**What is being asked**
Make an exact copy of the data below, leaving out every picture.

**Information given**
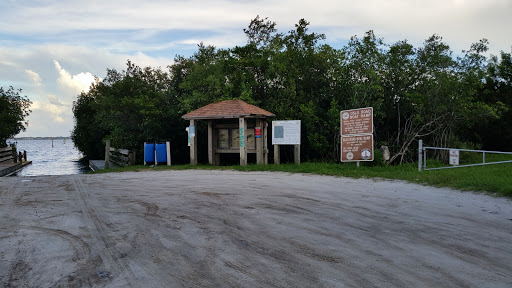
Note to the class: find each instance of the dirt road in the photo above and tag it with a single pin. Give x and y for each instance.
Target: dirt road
(235, 229)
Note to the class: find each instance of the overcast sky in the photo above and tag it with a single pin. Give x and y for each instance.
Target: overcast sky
(53, 49)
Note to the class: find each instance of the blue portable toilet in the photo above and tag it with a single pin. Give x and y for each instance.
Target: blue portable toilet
(149, 152)
(161, 153)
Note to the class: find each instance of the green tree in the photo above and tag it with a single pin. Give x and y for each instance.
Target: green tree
(87, 133)
(14, 108)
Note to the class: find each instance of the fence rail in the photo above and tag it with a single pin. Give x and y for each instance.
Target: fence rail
(422, 157)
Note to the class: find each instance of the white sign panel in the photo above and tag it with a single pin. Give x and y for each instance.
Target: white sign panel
(454, 157)
(286, 132)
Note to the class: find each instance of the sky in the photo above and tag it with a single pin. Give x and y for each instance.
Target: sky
(53, 49)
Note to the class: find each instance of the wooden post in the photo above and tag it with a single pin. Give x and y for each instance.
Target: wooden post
(107, 154)
(193, 144)
(259, 142)
(243, 141)
(211, 156)
(168, 148)
(277, 158)
(296, 154)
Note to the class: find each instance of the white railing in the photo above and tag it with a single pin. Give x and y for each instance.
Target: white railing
(422, 157)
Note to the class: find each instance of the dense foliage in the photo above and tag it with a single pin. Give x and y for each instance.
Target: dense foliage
(14, 108)
(417, 92)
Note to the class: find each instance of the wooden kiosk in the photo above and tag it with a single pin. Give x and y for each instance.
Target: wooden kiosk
(234, 126)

**Output of the task**
Note to the class: find each instance of the dirt road in the photo above and tag it with a single pin. Give x and y for each instance.
Target: dirt road
(235, 229)
Note to the class: find each instance of the overcast sky in the photo above and tag it with a single pin. Give x and y for each instance.
Target: overcast sky
(53, 49)
Note to the class: find each instance of the blue portable toilet in the photo above and tag it with a single pin. Give x and y for each instance.
Target: blue portable toilet
(149, 152)
(161, 153)
Note to the class: find each instance of the green tree in the photo above and tag it with a single pin. Give x and y for each instance.
Target: green tree
(87, 133)
(14, 108)
Note to the class: find each instance of the fence rail in the photo above and tag it with a single pin. Give x and y for each instance.
Target: fence rail
(422, 157)
Note to the class: find each instance of the white sign panel in the photo above and tag it with a single pin. Give x and y for each instance.
Target: white sign panel
(454, 157)
(286, 132)
Note to the class: find each instance of the sky in the photo above and tag it with a single pin. Give x and y for each instance.
Target: sky
(53, 49)
Note to the class: find each instance of the wooden post in the photo above and tag it with a single pin. Give x and y for each instance.
Target: wooden post
(107, 154)
(193, 144)
(259, 142)
(243, 141)
(211, 156)
(168, 148)
(277, 158)
(296, 154)
Note to the class: find each instance of the white railing in the photo above and tag it with a single pin. Give x and y for each instance.
Target: white railing
(422, 157)
Note to the class: find each instance of the dense foliage in the photo above and tag it with a single pin. Give x and y for each instance.
Target: dense foliage
(14, 108)
(417, 92)
Note to the class: find each instance of the wooden kiosk in the photo above and tag it with a single pin. Give x and y for each instance.
Target: wooden kiosk
(234, 126)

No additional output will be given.